Task prompt: Word for word, copy each record that comes after this.

Given information:
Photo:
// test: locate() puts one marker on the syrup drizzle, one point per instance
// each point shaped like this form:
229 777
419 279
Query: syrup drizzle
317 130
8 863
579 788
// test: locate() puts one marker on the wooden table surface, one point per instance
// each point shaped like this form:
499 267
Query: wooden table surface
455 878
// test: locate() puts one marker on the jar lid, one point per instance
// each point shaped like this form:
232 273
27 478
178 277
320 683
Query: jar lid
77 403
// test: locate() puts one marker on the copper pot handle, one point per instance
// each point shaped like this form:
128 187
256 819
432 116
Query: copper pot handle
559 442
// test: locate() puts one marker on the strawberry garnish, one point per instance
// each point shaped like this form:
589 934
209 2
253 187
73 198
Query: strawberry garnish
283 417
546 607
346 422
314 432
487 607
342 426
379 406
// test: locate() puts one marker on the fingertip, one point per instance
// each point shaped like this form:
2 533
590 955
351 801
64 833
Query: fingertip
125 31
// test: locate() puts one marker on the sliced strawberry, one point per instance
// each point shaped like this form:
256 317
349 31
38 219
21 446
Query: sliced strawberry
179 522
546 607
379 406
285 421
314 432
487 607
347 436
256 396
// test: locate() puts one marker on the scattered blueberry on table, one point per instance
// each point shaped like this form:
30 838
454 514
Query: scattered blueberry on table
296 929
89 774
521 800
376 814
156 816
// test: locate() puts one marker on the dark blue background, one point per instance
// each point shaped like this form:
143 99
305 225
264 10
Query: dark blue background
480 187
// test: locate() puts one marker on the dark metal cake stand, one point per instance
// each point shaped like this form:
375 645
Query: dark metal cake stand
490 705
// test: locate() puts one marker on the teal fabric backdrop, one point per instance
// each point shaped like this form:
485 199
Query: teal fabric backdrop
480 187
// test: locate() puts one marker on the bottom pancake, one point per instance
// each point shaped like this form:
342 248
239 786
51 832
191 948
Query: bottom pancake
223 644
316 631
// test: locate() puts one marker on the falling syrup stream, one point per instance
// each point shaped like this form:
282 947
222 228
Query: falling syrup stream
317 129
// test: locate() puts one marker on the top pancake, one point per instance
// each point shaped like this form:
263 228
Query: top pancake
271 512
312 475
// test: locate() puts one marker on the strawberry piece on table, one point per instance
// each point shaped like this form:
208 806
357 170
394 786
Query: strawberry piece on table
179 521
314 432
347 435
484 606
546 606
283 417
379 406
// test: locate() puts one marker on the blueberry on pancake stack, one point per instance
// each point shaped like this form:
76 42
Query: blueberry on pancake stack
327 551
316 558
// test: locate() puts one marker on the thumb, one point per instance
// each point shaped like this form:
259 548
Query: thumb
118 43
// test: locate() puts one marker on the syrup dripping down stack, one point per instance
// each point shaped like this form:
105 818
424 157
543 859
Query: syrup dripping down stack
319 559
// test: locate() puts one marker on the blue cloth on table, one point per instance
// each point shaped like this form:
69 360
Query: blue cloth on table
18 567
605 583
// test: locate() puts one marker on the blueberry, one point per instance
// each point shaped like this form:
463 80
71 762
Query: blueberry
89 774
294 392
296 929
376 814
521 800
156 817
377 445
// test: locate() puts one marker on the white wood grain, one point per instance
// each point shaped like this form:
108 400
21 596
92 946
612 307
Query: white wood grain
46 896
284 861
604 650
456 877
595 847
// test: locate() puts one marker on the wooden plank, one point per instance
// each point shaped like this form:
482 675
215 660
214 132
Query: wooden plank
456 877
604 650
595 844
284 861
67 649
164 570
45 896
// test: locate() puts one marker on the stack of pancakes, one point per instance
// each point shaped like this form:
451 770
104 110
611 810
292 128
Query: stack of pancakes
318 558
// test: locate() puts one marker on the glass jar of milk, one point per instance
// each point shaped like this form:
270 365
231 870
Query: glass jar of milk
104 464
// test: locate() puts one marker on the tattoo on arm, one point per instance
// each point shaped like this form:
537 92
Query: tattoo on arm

Answer box:
Photo:
// test: locate() puts one marker on the syrup drizzle, one point per instance
// each point shaped like this form:
229 777
419 279
Query: syrup drizzle
317 130
8 863
579 788
// test: locate() puts one marker on the wooden table surface, one point per instance
// each point shaped like this form:
499 267
Query: wooden table surface
455 878
// test: locate() puts one marker on the jar lid, one point per instance
// each point shaped like this form:
232 273
27 478
178 277
320 683
Query: jar lid
77 403
// test: locate() puts one marker on the copper pot handle, one point per instance
// each point shaped like this form:
128 187
256 819
432 116
Query: copper pot handle
559 442
// test: locate() puts one marker on the strawberry garnish, one point per instance
// each point shaped like this form:
589 934
209 2
253 187
73 198
Query: strawberry garnish
283 417
546 607
346 422
314 432
487 607
342 426
379 406
// test: locate() puts one marker on the fingertip, one point per instance
// each point shaped like this form:
2 533
590 955
351 801
64 833
Query: fingertip
125 31
// test: locate() puts one marker on the sliced strawberry, one point per instance
// each point shaped like this form:
256 317
349 31
38 219
21 446
Query: sliced strawberry
179 522
546 607
379 406
285 421
314 432
487 607
347 436
256 396
// test: locate() puts one marker on the scattered blueberry on table, one point per instance
// each point shaped like this form:
30 838
454 514
Query: scattered blueberry on table
296 929
89 774
521 800
376 814
156 816
// test: locate() puts one marker on the dark blue background, one point per instance
// each point shaped like this form:
143 99
305 225
264 10
Query: dark blue background
480 187
// test: locate() puts one marker on the dark metal cake stand, one point per instance
// each point shaped like this form:
375 645
Query: dark metal cake stand
490 705
// test: locate() puts one marker on the teal fabric backdrop, one point per instance
// each point shaped like this form:
485 199
Query: teal fabric backdrop
480 187
// test: locate() puts one marker on the bottom pancake, one point per instance
// each point shaped like this form:
342 248
239 786
51 832
191 948
Query: bottom pancake
223 644
316 631
// test: locate() puts one marker on the falling syrup stream, one point per instance
// each point shaped like this form:
282 947
222 228
Query: falling syrup stream
317 129
// test: locate() puts one marker on the top pancake, one point per instance
// each point shaped like this form:
263 228
Query: top pancake
271 512
312 475
// test: locate() puts one marker on the strawberry piece on table, one point per instance
// each point shaped like this form:
208 806
357 170
394 786
Query: strawberry piece on table
179 521
314 432
347 435
484 606
546 606
283 417
379 406
// test: locate() puts one marker on the blueberry on pancake stack, one point per instance
// each point shaped like this form:
76 42
Query: blueberry on pancake stack
327 551
316 558
// test: locate() puts one marker on the thumb, one point per instance
// each point shaped like this form:
259 548
Query: thumb
118 43
// test: locate() puts one marker on the syrup dripping down stack, one point per instance
// each point shaped like this form:
105 818
424 157
543 859
Query: syrup dripping down stack
319 559
// test: locate() puts one marker on the blue cloth on table, one point per instance
// each point shaped like this form:
69 360
Query: blue cloth on table
18 567
605 583
// test: locate() puts one marker on the blueberry, one point per instance
// each point shaped like this form:
463 80
71 762
Query: blueberry
89 774
294 392
296 929
376 814
521 800
156 817
377 445
// test: locate() puts one marker on the white wood grain, one point per instance
// each point shaped like this form:
108 400
21 596
92 946
612 307
Query: white wood grain
46 896
284 861
604 650
456 877
595 847
// test: locate() puts one marker on the wooden plank, one point per instance
// each point shaped like this form:
482 675
215 660
214 132
Query: wooden plank
456 877
604 650
595 844
284 861
67 649
164 570
45 896
// test: locate() puts one marker on the stack of pancakes, one point per instance
// each point shaped like this form:
451 770
104 110
611 810
292 128
Query: stack of pancakes
318 558
// test: locate() puts one marker on the glass jar of milk, one point per instance
// each point shaped like this form:
270 365
231 870
Query: glass jar of milk
104 464
// test: locate() puts one marker on the tattoo on arm, one point per instance
// each point shaped like this form:
537 92
Query: tattoo on arm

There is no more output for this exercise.